◆ Your task: Count the lines in both blocks of items below that contain the string "front", and reply with that number alone.

## begin Recorded data

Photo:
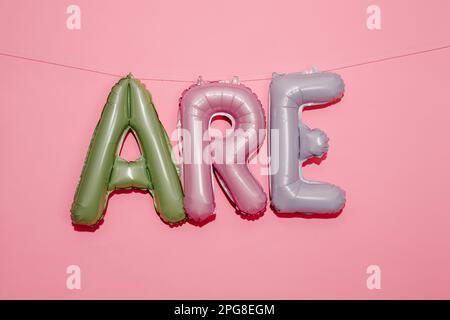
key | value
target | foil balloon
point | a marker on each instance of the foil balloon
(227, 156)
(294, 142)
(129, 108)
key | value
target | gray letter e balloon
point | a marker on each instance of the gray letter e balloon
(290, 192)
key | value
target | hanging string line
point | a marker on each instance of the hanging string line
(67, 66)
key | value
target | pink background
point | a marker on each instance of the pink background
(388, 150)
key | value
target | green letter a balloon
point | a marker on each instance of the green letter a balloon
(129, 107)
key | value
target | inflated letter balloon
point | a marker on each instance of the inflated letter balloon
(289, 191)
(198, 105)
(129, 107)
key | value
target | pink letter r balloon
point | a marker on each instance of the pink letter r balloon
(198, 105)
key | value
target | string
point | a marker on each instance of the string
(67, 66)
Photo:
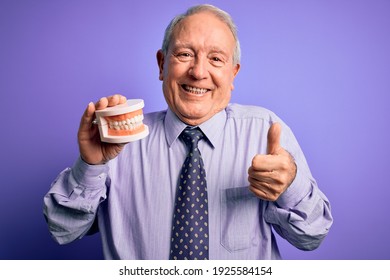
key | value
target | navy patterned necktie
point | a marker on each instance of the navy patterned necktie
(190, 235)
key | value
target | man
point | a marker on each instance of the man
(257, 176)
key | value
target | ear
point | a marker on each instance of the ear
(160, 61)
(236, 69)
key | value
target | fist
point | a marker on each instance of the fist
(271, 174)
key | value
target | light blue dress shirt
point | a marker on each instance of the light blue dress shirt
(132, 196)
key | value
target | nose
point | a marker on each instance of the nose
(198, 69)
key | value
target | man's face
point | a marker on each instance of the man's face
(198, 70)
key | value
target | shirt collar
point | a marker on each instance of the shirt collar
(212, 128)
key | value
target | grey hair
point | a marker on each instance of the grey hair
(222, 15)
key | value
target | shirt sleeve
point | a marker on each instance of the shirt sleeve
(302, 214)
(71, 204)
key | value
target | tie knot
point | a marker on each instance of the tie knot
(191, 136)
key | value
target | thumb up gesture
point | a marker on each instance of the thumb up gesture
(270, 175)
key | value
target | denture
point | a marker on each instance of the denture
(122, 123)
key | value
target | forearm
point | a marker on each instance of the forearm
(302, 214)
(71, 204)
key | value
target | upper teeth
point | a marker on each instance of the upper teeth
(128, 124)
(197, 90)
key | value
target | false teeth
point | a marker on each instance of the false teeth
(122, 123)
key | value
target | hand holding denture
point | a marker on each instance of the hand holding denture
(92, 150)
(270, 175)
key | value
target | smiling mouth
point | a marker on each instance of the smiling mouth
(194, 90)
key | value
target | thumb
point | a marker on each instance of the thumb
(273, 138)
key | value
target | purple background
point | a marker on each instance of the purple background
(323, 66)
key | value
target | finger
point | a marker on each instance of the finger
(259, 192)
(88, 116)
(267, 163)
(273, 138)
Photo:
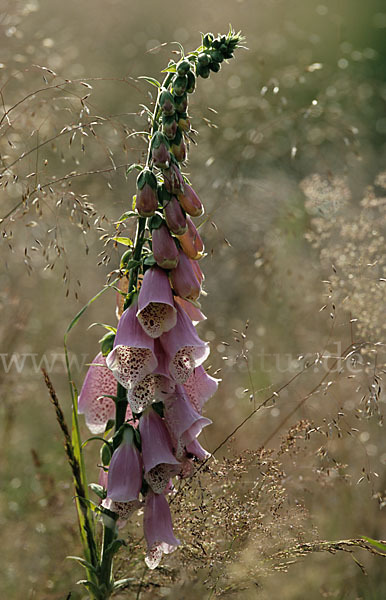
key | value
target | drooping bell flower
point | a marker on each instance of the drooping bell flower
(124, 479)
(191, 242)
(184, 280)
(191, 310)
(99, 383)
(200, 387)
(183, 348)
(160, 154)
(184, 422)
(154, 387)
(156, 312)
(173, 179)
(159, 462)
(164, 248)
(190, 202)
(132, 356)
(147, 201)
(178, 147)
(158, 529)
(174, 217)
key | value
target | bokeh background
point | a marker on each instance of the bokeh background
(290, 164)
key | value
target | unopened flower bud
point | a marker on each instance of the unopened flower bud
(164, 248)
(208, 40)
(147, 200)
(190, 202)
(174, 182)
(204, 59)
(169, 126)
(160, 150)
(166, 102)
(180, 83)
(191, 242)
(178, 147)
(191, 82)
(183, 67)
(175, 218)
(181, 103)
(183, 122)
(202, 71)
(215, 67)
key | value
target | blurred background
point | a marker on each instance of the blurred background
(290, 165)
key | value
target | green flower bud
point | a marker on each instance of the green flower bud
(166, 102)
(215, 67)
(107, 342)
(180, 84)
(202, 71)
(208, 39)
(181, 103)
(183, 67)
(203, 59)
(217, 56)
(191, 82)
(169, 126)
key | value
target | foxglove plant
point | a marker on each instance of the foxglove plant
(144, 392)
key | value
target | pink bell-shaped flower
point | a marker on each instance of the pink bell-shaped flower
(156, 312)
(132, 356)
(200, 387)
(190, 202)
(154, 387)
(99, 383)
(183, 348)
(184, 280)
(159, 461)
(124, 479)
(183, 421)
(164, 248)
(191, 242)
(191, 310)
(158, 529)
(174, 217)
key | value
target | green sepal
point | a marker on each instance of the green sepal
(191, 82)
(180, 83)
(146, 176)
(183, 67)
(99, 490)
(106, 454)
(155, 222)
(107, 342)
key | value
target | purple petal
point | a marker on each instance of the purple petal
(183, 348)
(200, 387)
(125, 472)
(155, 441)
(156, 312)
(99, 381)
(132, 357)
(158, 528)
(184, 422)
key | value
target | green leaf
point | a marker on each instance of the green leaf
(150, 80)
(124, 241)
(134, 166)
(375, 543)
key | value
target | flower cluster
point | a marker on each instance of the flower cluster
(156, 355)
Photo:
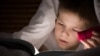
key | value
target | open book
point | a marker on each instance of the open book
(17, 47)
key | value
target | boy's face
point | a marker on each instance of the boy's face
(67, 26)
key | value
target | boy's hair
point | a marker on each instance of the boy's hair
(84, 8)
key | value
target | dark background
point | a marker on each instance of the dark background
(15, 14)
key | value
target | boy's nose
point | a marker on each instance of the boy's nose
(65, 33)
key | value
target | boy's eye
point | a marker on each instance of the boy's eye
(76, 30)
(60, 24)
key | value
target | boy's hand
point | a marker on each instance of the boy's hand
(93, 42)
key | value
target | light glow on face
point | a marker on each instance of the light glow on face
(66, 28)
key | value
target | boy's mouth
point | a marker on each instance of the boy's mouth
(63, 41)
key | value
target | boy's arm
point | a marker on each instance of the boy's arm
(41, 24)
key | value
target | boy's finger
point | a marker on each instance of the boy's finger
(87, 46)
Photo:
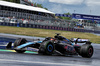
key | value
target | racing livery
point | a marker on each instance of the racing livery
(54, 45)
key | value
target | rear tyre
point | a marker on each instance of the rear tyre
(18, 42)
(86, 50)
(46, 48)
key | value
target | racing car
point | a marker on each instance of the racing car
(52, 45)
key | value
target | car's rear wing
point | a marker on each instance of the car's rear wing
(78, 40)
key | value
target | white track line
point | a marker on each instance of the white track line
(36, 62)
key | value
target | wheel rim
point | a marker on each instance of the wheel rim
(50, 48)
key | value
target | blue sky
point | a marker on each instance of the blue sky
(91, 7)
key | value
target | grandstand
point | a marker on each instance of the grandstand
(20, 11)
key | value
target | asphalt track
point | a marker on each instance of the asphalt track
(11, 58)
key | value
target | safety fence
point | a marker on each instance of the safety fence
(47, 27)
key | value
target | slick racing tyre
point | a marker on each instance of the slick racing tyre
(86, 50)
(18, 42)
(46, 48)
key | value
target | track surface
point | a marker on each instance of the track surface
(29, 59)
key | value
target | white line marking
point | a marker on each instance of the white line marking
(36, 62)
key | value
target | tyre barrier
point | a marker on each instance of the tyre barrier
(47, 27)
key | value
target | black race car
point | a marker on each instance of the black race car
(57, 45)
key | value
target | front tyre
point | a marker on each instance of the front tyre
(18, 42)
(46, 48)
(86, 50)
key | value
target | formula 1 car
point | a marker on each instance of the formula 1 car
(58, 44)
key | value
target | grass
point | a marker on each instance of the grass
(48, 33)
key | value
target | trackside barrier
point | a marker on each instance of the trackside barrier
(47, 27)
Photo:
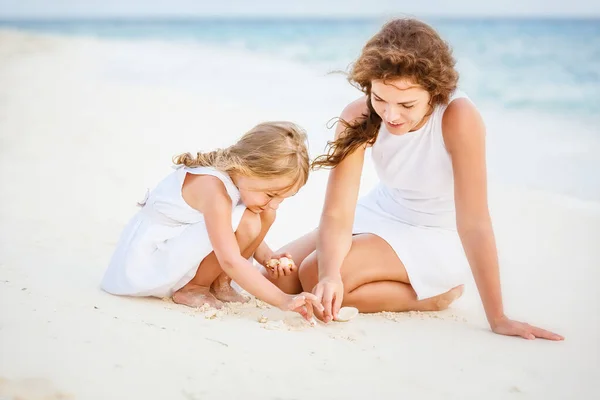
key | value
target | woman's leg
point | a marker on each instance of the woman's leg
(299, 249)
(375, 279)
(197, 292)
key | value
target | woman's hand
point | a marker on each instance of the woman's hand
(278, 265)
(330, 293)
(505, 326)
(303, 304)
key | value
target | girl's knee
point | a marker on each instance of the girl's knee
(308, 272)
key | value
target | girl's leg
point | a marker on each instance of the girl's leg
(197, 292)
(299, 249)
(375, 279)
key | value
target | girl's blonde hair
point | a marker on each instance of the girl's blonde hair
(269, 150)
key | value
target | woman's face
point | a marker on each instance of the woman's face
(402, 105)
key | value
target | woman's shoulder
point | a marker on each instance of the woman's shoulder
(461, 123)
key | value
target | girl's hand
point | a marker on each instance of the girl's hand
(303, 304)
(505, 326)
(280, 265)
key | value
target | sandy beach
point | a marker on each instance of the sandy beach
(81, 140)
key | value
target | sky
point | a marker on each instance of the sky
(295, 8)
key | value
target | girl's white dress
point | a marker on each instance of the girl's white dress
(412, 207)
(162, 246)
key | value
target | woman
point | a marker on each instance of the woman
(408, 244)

## end Recorded data
## begin Recorded data

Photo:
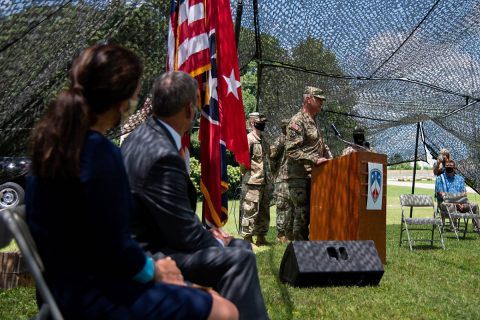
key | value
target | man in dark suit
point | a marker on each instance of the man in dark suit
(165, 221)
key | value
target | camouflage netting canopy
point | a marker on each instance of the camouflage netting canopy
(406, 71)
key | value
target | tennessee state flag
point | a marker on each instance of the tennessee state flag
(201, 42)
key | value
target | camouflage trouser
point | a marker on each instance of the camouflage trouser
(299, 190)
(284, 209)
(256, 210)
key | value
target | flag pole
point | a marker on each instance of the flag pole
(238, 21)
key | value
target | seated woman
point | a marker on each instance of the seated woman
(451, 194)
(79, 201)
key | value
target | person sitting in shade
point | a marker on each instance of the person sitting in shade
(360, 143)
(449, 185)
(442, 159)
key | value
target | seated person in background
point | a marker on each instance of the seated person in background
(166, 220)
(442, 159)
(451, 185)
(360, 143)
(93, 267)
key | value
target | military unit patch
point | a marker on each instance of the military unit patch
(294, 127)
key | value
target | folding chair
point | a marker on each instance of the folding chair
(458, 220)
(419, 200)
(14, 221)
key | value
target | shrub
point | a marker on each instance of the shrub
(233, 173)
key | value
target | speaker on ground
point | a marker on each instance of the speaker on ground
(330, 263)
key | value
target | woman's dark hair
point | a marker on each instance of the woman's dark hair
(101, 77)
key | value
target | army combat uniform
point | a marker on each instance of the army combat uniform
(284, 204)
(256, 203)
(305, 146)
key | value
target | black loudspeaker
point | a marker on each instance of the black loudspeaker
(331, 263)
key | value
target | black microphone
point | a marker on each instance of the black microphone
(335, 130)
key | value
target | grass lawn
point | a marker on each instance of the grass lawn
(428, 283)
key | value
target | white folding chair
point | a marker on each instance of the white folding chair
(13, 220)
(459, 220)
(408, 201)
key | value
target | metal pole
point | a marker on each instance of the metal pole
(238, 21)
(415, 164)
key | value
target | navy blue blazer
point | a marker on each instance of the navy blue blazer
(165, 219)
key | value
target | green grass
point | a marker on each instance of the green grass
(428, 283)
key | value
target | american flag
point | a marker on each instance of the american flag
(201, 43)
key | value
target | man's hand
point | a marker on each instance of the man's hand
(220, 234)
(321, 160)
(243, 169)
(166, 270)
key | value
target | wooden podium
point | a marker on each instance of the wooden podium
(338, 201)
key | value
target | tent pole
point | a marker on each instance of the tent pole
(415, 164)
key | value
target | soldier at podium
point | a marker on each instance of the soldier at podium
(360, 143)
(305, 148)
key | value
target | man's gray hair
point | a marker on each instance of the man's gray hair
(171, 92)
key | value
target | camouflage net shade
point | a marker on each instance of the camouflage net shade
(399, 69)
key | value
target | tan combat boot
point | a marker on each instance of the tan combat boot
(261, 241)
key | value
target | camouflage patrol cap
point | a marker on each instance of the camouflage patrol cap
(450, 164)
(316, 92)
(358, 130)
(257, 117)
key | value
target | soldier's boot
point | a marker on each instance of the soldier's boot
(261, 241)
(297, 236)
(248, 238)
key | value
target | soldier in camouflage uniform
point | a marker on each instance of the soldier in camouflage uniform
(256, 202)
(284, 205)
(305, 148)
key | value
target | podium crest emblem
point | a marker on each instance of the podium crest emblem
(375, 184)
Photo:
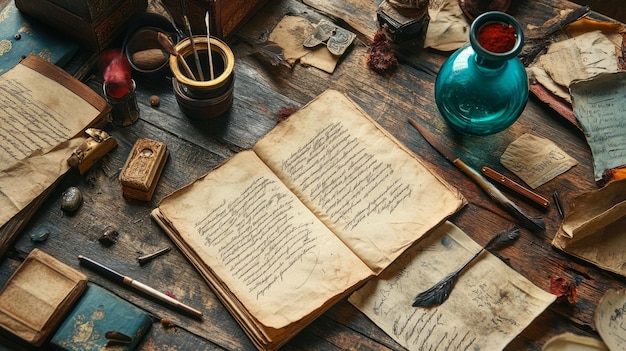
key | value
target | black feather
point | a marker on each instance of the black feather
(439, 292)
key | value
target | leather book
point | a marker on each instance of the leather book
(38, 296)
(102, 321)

## end Recorded data

◆ Answer for the task: 2